**THE REQUEST**
Render all of the data below as a numbered list, omitting any blank lines.

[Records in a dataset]

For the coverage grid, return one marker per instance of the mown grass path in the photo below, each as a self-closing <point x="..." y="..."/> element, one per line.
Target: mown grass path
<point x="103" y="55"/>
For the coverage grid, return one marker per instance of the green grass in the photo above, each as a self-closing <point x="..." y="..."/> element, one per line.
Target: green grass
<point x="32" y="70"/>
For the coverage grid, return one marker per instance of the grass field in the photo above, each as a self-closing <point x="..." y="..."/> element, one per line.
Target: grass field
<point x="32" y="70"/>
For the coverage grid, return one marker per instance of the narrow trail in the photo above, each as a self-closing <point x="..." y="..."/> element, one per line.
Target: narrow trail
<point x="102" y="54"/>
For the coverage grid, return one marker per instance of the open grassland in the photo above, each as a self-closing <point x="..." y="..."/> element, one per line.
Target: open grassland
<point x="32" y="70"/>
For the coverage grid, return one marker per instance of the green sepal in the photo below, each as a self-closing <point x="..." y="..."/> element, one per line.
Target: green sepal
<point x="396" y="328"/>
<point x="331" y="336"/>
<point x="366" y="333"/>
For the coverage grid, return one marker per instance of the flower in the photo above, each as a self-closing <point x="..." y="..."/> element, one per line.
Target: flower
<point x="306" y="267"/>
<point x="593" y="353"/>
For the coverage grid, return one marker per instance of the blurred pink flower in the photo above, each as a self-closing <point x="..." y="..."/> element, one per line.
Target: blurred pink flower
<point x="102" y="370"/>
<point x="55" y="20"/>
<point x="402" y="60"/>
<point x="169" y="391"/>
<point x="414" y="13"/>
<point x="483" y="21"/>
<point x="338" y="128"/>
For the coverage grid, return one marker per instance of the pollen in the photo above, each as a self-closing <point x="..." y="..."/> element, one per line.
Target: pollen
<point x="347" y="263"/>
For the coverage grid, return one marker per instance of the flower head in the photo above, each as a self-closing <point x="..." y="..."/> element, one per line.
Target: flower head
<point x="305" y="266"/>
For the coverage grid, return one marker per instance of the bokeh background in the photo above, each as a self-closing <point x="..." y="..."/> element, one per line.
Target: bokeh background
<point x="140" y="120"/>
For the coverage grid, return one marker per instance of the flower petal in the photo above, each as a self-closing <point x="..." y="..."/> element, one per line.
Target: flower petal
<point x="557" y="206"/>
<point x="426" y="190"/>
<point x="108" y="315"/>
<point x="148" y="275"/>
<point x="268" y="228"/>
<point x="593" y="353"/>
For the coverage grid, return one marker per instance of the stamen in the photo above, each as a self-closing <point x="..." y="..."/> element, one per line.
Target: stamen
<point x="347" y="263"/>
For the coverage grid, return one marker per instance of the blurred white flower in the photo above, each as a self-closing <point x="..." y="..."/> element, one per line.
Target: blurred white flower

**COMPLETE ANSWER**
1. For the coverage grid, return one marker per instance of the mown grass path in the photo below, each as a self-closing <point x="..." y="..."/> element, one per line.
2. Target: mown grass path
3. <point x="103" y="55"/>
4. For the coverage grid, return one marker per instance of the green grass in the photo above, each as a self-closing <point x="..." y="..."/> element, one per line.
5. Target: green grass
6. <point x="32" y="70"/>
7. For the coverage grid, return one marker per instance of the grass field in the photo above, each as a self-closing <point x="..." y="..."/> element, one per line.
8. Target: grass field
9. <point x="32" y="70"/>
10. For the coverage grid, return one marker per instance of the narrow trail in the photo above, each as a self-closing <point x="..." y="..."/> element, one per line.
11. Target: narrow trail
12. <point x="102" y="54"/>
13. For the coverage grid, return one marker per instance of the open grassland in the photo above, each as a self-closing <point x="..." y="..."/> element, one per line.
14. Target: open grassland
15. <point x="32" y="70"/>
16. For the coverage grid, return one marker per instance of the green sepal in the photo below, each as a self-closing <point x="..." y="..."/> element, one per line.
17. Target: green sepal
18. <point x="396" y="328"/>
19. <point x="331" y="336"/>
20. <point x="366" y="333"/>
21. For the coverage grid, return one marker per instance of the flower in the photo above, each as a self-closing <point x="..." y="..."/> element, one per line.
22. Target: flower
23. <point x="306" y="267"/>
24. <point x="593" y="353"/>
25. For the coverage grid, return one marker per instance of the blurred pink flower in the photo above, each as a self-closing <point x="..." y="..."/> element, one per line.
26. Target: blurred pink flower
27. <point x="102" y="370"/>
28. <point x="55" y="20"/>
29. <point x="402" y="60"/>
30. <point x="169" y="391"/>
31. <point x="414" y="13"/>
32. <point x="483" y="21"/>
33. <point x="338" y="128"/>
34. For the coverage grid, return one marker per instance of the pollen in the photo above, each as a self-closing <point x="..." y="..."/> element, one per line.
35. Target: pollen
36. <point x="347" y="263"/>
37. For the coverage grid, return one marker per instance of the flower head in the photo above, each as a self-closing <point x="..." y="..."/> element, one per line.
38. Target: flower head
39. <point x="305" y="266"/>
40. For the coverage grid, return one marker per instance of the bokeh background in the photo above, each as a self-closing <point x="..." y="..."/> element, one per line.
41. Target: bokeh background
42. <point x="140" y="120"/>
43. For the coverage grid, return one marker per instance of the flower petal in the photo above, each as a self-closing <point x="..." y="..."/> element, one per line.
44. Target: flower petal
45. <point x="557" y="206"/>
46. <point x="426" y="190"/>
47. <point x="108" y="315"/>
48. <point x="148" y="275"/>
49. <point x="268" y="228"/>
50. <point x="593" y="353"/>
51. For the coverage grid, return one marker per instance of the stamen in the photo above, each as a self-closing <point x="..." y="..."/> element, one per line.
52. Target: stamen
53. <point x="347" y="263"/>
54. For the coverage grid, return one marker per instance of the blurred white flower in the photo above, each as a self-closing <point x="..." y="..."/> element, one per line.
55. Target: blurred white flower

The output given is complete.